Understanding GSA Contractor Regulations
GSA Schedule | 5 Min Read
If your family is as competitive as mine when playing games, you may have to bring out the rule book. The rule book outlines a set of instructions and is the ultimate authority on what rules must be followed for success. Well, the Federal Acquisition Regulation (FAR), the General Services Acquisition Manual (GSAM) and Acquisition Regulation (GSAR), and the Defense Federal Acquisition Regulation Supplement (DFARS), are like the rule books that GSA contractors must reference when it comes to their GSA Schedule. Many of our clients ask us how to make sense of it all because it can be overwhelming. In this blog, we are going to outline the FAR, DFARS, GSAM/GSAR, and explain what they are, how you can understand them, and a few important clauses to follow.
Breaking Down the Federal Acquisition Regulation (FAR)

Material provided —
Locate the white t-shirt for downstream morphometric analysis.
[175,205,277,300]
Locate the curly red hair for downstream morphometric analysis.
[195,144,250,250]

Goals —
[1] Please reproduce the GSA regulations article verbatim from "Understanding GSA Contractor" up to and including "Down the Federal Acquisition Regulation (FAR)".
[2] Write the next part of the GSA regulations article, picking up after its final line.
The data has no connection to the GSA regulations article.

Answers to the exercises —
[1]
Understanding GSA Contractor Regulations
GSA Schedule | 5 Min Read
If your family is as competitive as mine when playing games, you may have to bring out the rule book. The rule book outlines a set of instructions and is the ultimate authority on what rules must be followed for success. Well, the Federal Acquisition Regulation (FAR), the General Services Acquisition Manual (GSAM) and Acquisition Regulation (GSAR), and the Defense Federal Acquisition Regulation Supplement (DFARS), are like the rule books that GSA contractors must reference when it comes to their GSA Schedule. Many of our clients ask us how to make sense of it all because it can be overwhelming. In this blog, we are going to outline the FAR, DFARS, GSAM/GSAR, and explain what they are, how you can understand them, and a few important clauses to follow.
Breaking Down the Federal Acquisition Regulation (FAR)

[2]
The Federal Acquisition Regulation (FAR) is a group of categorized acquisition policies and procedures. It is seen as the authoritative document that outlines procurement regulations for executive agencies. The FAR is jointly issued by the General Services Administration (GSA), The Department of Defense (DoD), and the National Aeronautics and Space Administration (NASA). This document has approximately 2,000 pages so navigating it can be complex. It’s easier to read if you understand how the FAR is organized. It’s organized into the following eight (8) subject matter areas:
- Parts 1- 4: General
- Parts 5 – 12: Competition and Acquisition Planning
- Parts 13 - 18: Contracting Methods and Types
- Parts 19 - 26: Socioeconomic Programs
- Parts 27 - 33: Contracting Requirements (Cost Principles)
- Parts 34 - 41: Special Categories
- Parts 42 - 51: Contract Management
- Parts 52 - 53: Clauses and Forms
Since this document is quite dense, contractors are not expected to commit every page to memory. Rather it’s important to pay attention to the FAR clauses that apply to your specific contract. For GSA contract holders the FAR clauses are identified in the Multiple Award Schedule (MAS) solicitation.
The Defense Federal Acquisition Regulation Supplement (DFARS)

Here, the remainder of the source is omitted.